The Trump-Pence and Make America Great campaign signs so evident throughout the Hill Country and points west just months ago are mostly gone now. That in no way suggests a change in the political landscape, but the visual respite from the contentious, ultimately violent post-election period is a welcome one.
Travelers along the highways and byways of West Texas have other political distractions, like looming highway signs warning of eternal damnation for Democrats, socialists, and others who support legal abortion. The signs are a jarring wave goodbye in small towns near the New Mexico border.

Not a facial mask was visible at stops west of San Antonio until my family and I reached Lubbock, where service industry employees everywhere went about their business masked.
If there is anything inescapable for Texas road travelers this summer, it’s the endless landscape of wind turbines stretching to the horizon, their relentlessly spinning blades, 50 meters in length. Here and there, small, rusted pumpjacks work away in the shadows of the turbines, a contrast in 20th and 21st century energy production, their rocking horse arms lifting oil out of the West Texas depths.
Neither energy source suggested the state was gripped in an energy delivery crisis in February, and likely remains at risk as Texas struggles to adapt to increasingly frequent extreme weather events.
The highways and secondary roadways are busy this summer. People are on the move after more than one year of reduced mobility. The cost of gas, around $2.80 a gallon in San Antonio, averaged more than $2.92 in the small town stops west of San Angelo. By the time we crossed into New Mexico, the lowest price we found was $3.09.
It’s a long, monotonous road to Lubbock, with fenceposts and sagebrush and clouds floating on the long horizon for as far as the eye can see. An overnight stay in Lubbock is a welcome pause, a growing city of 255,000 that’s home to Texas Tech University offers the traveler appealing options.
This is the third road trip west in recent years where I have stopped to recharge in Lubbock. MacKenzie Park is a great destination for travelers with a dog, with its spacious, grassy parks for small and large canines, an 18-hole golf course, frisbee golf, and lots of rolling green space for joggers and walkers.
And then there is Prairie Dog Town inside the park. If the words “lovable” and “rodent” can go hand-in-hand, it’s here. The colony of burrowing, semi-tame prairie dogs are naturally herbivorous, so it’s disheartening to see tourists feeding them Cheetos and other junk food snacks. We saw no signage discouraging the practice.

====

> [Aim]:
Answer these from the text on a road trip through West Texas:
(a) How long are the blades on the wind turbines?
(b) What was the lowest gas price found after crossing into New Mexico?
(c) Which university is in Lubbock?

> [Provided material]:
====

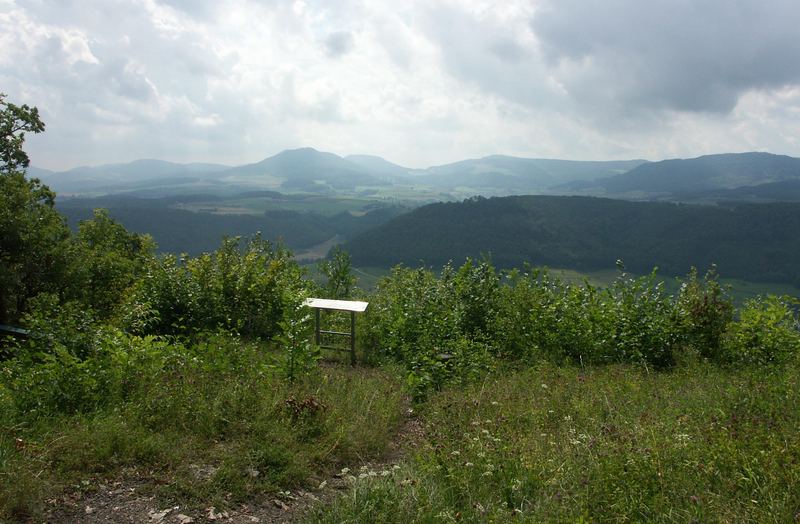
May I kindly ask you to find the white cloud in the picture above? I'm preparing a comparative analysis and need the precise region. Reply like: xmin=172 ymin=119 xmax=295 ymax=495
xmin=0 ymin=0 xmax=800 ymax=168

====

> [Correct result]:
(a) 50 meters
(b) $3.09
(c) Texas Tech University